## EXTRACT

When the game opens, the resistance movement has been slaughtered by a surprise attack, leaving only three survivors: Achi, androgynous badass Saki Amamiya, and action girl mechanic Airan Jo. Refusing to give up, they set out to destroy those responsible.

Sin and Punishment was originally supposed to be a North American release. The plan was foiled when the Nintendo 64 stopped production in North America earlier than expected, and it was first seen on Western shores when it was launched on the Wii's Virtual Console in late 2007. It required almost little-to-no localization since all of the spoken dialogue was already in English. Due to its popularity on the Virtual Console, a sequel was released in 2009 in Japan, May 2010 in Europe, and June 2010 in North America. In addition, Saki made an appearance in Super Smash Bros. Brawl as an assist trophy. The game would see new life once again in 2021 as part of the Nintendo Switch's subscription-based online game library, although like with the other N64 titles on it, it requires an Expansion Pack subscription upgrade.


Not to be confused with Persona 2.

Note: The sequel has its own page. Tropes pertaining to it should go there.

This game provides examples of:

  • Ace Custom: Brad has his own squadron of custom fighter jets.

## GIVEN TASK A
Set down, word for word, the part of the Sin and Punishment passage starting with "Not to be confused" and going on through "custom fighter jets.".
The Sin and Punishment passage has no connection to the records that follow it.

## MATERIALS PROVIDED
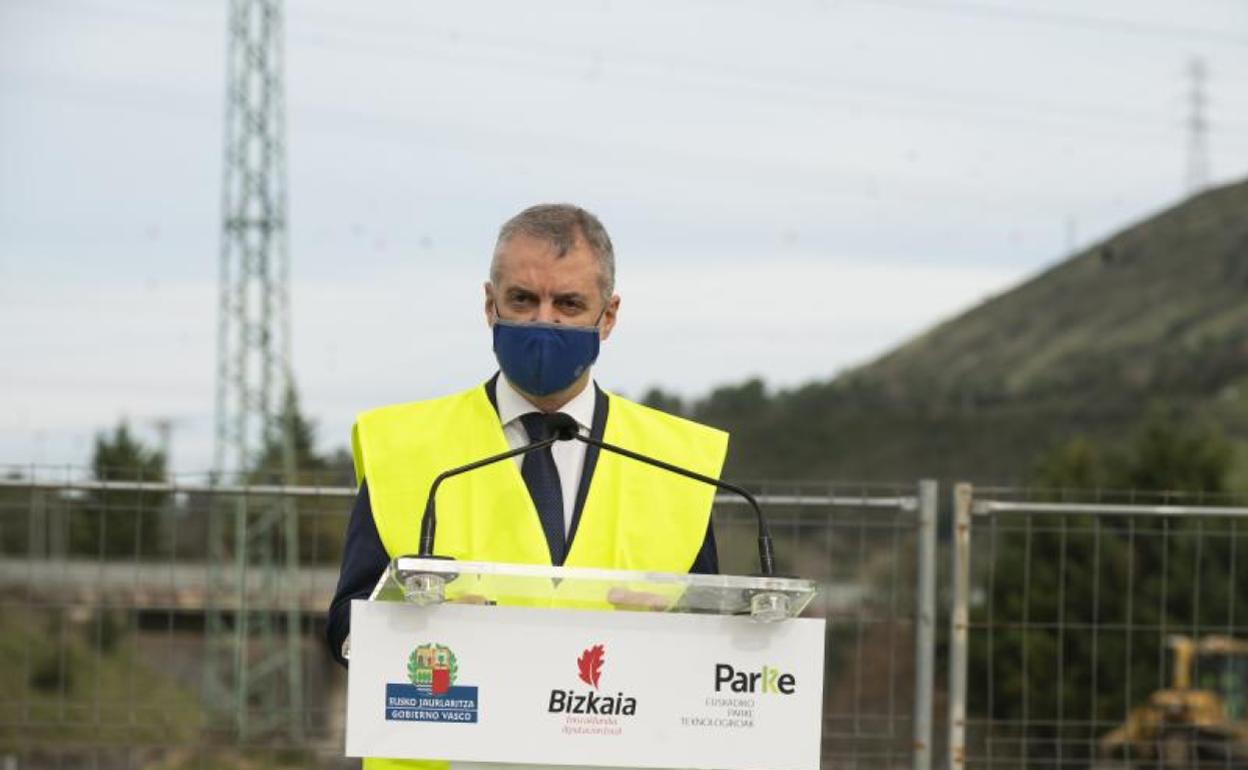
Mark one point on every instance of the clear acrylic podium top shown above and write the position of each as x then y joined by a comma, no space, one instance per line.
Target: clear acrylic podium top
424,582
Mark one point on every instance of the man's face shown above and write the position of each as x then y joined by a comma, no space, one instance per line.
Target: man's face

## GIVEN TASK B
Count the lines of the records that contain the string "then", matching case exactly. Give only the number.

## WRITTEN REPLY A
Not to be confused with Persona 2.

Note: The sequel has its own page. Tropes pertaining to it should go there.

This game provides examples of:

  • Ace Custom: Brad has his own squadron of custom fighter jets.

## WRITTEN REPLY B
2